## HOW TO COMPLETE THIS TASK
Below are several records. Retype exactly those lines running from the one with "Target — white trousers." through the one with "Target — horse's back.", end lines included, and no others.

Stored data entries
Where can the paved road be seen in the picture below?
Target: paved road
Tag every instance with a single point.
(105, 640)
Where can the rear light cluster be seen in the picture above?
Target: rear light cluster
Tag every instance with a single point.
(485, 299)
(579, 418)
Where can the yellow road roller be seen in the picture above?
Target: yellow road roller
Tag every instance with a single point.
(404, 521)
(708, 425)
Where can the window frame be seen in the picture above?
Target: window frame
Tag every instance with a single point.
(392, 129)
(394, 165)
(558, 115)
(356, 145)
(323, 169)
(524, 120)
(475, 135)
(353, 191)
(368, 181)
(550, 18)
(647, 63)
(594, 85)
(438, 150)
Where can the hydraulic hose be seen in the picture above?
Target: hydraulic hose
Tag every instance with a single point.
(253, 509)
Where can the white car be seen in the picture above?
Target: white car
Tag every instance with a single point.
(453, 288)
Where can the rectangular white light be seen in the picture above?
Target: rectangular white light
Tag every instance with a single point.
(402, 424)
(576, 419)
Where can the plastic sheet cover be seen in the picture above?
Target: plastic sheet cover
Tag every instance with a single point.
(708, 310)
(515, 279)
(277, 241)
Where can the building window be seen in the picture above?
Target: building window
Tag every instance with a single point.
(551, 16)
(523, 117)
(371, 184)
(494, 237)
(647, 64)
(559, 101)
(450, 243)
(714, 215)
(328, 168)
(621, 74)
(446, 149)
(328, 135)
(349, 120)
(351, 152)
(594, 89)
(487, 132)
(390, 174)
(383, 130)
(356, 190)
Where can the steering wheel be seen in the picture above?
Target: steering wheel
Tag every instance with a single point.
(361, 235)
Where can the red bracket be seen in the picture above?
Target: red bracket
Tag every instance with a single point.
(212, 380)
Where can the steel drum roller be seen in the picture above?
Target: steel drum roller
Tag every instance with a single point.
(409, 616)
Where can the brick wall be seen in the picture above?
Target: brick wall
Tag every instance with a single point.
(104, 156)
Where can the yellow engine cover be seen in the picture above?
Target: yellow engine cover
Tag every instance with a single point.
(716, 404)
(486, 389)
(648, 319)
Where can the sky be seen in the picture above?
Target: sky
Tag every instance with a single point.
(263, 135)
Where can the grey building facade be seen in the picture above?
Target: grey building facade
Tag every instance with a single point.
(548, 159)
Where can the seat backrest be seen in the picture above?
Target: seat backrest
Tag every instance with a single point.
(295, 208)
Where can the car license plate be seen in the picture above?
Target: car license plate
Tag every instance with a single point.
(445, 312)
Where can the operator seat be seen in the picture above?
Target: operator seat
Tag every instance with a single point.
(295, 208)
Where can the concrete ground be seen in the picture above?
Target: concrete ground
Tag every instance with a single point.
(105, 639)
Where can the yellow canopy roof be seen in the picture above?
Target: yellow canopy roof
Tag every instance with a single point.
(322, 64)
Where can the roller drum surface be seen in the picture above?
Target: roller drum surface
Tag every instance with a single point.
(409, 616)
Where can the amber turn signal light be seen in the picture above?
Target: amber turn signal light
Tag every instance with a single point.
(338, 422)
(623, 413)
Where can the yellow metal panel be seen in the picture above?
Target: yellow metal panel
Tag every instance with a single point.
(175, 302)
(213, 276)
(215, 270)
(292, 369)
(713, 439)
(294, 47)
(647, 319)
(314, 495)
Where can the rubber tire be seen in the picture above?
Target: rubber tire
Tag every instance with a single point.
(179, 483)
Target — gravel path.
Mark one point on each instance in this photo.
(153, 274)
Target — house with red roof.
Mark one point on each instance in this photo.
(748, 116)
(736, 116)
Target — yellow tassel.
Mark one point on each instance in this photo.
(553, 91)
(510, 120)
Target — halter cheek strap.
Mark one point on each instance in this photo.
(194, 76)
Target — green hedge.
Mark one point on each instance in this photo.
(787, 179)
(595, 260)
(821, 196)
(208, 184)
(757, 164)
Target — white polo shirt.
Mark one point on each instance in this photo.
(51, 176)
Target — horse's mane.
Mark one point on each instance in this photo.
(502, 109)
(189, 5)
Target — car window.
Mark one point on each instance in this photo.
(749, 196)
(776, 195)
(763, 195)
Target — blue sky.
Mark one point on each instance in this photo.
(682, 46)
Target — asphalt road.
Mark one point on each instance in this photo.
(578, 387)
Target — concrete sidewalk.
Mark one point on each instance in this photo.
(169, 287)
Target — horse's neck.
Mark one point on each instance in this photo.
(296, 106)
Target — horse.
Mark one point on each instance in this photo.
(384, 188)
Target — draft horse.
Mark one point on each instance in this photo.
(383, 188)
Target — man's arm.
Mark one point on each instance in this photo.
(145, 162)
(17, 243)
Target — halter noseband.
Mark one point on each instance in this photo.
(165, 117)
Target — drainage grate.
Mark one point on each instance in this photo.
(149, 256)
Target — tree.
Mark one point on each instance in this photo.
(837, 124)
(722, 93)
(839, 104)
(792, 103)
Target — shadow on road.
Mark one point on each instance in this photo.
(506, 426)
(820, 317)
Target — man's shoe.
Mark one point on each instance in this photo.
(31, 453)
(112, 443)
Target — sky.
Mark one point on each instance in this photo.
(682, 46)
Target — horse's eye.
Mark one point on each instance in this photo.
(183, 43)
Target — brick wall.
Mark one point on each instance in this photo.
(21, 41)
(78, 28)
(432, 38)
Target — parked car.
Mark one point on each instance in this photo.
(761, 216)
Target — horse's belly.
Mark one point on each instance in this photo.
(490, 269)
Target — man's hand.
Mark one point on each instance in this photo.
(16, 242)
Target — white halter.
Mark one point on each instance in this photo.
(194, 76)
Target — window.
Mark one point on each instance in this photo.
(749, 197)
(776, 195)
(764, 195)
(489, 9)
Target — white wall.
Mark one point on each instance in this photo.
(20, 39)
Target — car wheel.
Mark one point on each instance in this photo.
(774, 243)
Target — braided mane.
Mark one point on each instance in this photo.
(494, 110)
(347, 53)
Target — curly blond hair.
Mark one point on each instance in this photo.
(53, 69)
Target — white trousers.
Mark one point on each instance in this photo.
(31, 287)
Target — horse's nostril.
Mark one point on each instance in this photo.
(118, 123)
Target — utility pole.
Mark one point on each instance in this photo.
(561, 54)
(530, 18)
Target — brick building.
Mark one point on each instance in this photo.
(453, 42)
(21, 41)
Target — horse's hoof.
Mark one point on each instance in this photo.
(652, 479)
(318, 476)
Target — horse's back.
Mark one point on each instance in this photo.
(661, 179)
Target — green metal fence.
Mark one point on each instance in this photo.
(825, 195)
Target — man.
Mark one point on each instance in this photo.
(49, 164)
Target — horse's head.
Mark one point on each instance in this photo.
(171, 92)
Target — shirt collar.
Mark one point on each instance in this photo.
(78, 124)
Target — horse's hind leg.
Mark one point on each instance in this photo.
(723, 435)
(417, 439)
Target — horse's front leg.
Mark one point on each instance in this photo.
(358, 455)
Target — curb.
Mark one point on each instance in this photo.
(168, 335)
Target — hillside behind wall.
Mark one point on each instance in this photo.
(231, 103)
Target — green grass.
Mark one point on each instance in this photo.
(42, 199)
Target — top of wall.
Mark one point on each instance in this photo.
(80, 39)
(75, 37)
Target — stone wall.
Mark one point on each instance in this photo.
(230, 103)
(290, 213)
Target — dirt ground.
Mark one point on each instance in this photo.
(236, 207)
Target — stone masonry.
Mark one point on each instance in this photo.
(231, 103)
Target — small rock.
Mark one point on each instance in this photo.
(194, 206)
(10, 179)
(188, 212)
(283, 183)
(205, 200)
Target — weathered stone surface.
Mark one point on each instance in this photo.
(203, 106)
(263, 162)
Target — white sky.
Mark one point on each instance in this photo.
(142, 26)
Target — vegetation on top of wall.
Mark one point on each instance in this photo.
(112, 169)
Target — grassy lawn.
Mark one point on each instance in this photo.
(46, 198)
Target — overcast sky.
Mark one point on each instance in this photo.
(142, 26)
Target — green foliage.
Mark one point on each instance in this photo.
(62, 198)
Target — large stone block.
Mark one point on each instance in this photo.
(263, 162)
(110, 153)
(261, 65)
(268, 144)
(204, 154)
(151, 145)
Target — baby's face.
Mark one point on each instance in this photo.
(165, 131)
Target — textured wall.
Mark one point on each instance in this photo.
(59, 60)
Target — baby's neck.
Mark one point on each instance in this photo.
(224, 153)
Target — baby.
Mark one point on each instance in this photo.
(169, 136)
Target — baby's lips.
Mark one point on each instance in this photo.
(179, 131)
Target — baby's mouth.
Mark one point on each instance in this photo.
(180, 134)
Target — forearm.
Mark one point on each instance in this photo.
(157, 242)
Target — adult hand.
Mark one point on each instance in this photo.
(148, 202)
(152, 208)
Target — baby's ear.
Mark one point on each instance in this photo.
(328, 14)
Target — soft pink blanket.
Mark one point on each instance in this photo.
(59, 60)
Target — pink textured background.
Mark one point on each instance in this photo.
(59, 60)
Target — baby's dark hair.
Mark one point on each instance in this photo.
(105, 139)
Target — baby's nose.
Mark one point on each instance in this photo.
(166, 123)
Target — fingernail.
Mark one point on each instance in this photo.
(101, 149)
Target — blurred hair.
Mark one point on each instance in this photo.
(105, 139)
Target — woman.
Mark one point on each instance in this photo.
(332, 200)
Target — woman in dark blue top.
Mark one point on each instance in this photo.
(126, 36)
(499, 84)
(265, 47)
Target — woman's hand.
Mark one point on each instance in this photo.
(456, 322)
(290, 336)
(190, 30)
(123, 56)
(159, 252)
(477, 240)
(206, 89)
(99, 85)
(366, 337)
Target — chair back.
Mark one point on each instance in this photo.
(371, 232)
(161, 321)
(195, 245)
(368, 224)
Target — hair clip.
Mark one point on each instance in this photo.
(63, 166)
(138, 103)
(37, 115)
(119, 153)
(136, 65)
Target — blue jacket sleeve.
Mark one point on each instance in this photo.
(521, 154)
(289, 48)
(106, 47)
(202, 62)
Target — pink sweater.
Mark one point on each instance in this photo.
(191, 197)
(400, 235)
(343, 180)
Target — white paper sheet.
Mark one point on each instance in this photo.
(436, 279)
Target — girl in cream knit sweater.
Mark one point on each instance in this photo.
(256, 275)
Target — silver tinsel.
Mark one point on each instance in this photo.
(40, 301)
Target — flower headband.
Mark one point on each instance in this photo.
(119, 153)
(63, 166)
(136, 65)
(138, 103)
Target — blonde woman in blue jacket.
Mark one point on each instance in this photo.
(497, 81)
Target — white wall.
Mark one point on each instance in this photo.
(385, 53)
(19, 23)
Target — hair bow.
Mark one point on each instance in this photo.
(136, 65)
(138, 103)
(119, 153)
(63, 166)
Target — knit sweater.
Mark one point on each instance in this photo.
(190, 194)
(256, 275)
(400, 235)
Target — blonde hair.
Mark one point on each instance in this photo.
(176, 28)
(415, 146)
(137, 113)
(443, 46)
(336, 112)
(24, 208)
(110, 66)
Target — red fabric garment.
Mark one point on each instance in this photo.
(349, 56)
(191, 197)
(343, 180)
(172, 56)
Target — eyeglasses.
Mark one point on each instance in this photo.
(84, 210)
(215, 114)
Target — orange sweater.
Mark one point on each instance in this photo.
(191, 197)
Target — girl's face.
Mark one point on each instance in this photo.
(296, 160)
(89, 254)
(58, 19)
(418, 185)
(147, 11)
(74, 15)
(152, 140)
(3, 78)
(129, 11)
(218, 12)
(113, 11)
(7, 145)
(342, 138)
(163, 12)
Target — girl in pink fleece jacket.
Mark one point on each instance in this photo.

## RESPONSE BOX
Target — white trousers.
Mark one point on each instance in this photo.
(31, 287)
Target — horse's nostril.
Mark one point on each instance in this photo.
(118, 123)
Target — utility pole.
Mark one point on each instance in this photo.
(561, 54)
(530, 18)
Target — brick building.
Mark one point on each instance in this photo.
(453, 42)
(21, 41)
Target — horse's hoof.
Mark one point on each instance in this photo.
(652, 479)
(318, 476)
Target — horse's back.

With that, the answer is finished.